→ **STATED PROBLEM 1**
In the forum thread about affairs and self-esteem, what theory does Geoffrey Marsh name for how small problems in a marriage mount up over time?

→ **PAGE**
## Begin

Yes, I believe this is the case though of course I'm no expert. My wife's guy "friend" was really unattractive and somewhat dim, but he paid attention to her and the rest just fell into place for him. She felt reinvigorated by his attention, as she admitted a few months ago. I'm still trying to deal with how everything we'd put together for ourselves was so potentially disposable because of a few weak compliments by him. My frequent compliments to her meant less because "I'm her husband and so I have to think that way." She got no boost from my attention.


----------



## Houstondad (Jul 6, 2011)

Absolutely.


----------



## DanF (Sep 27, 2010)

I partially agree in my and my wife's situations.
We are both fit, ( I think we are) attractive, no real self esteem issues. We were both neglected by each other and complacent in our relationship.
The OM and OW gave each of us that acknowledgment that we both craving that we are attractive, sexy, and worthwhile of someone's affection and desire.


----------



## 1-12-t1 (Aug 7, 2011)

My ex who cheated on me had a very low self esteem. I very strongly agree that it was her self esteem. I gave her all that i could when i was gone (went to college another state) and it wasnt enough.


----------



## Geoffrey Marsh (Aug 11, 2011)

IMO: I don't think this to be the case. Sure, I will concede that a person with a low self-esteem might be more susceptible to be lured into an affair by the attentions of another. I just don't agree that it's the case in most instances.

I think the cause of most affairs can't be attributed to one specific thing. It's more likely that there are many small problems inside the marriage that mount up over time. Kind of a "death by paper cuts " theory. 

If I was trying to find the reason(s) why an affair took place I would start by examining these areas (not a complete list) first:

1. Lifestyle
2. Communication/teamwork
3. Inner Circle/what kind of people are allowed close contact with the marriage?
4. Daily Schedule
5. Priorities 
6. Perspective
7. Emotional Connection

If all the above areas are solid...it would be hard for a person to have an affair...even if they had low self esteem. Then again if all the areas above were good...the person might find out that they don't have a low self-esteem after all.


----------



## ILOVEDHIM (Apr 18, 2009)

I Wouldn't say low selfesteem I'd say selfishness and all they are thinking about is themselves and how it makes them feel !!! They don't give a crap about who they are hurting...And the funny part about all this is that grass isn't greener on the other side of the fence if anything its much browner then the side they were on!!!

## End

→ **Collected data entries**
## Begin

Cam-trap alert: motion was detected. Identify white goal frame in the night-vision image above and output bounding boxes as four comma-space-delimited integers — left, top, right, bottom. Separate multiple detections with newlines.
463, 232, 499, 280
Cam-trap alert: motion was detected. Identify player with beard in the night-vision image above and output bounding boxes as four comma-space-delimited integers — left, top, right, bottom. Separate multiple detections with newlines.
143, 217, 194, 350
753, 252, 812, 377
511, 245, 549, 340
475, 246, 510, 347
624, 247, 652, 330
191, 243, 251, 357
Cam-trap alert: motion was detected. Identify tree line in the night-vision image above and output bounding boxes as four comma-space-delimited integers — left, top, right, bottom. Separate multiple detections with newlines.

## End

→ **STATED PROBLEM 2**
Copy only the part of the records that opens with the line containing "Cam-trap alert: motion was detected. Identify player" and closes with the line containing "624, 247, 652, 330".

→ **RIGHT ANSWER 1**
A "death by paper cuts" theory.

→ **RIGHT ANSWER 2**
Cam-trap alert: motion was detected. Identify player with beard in the night-vision image above and output bounding boxes as four comma-space-delimited integers — left, top, right, bottom. Separate multiple detections with newlines.
143, 217, 194, 350
753, 252, 812, 377
511, 245, 549, 340
475, 246, 510, 347
624, 247, 652, 330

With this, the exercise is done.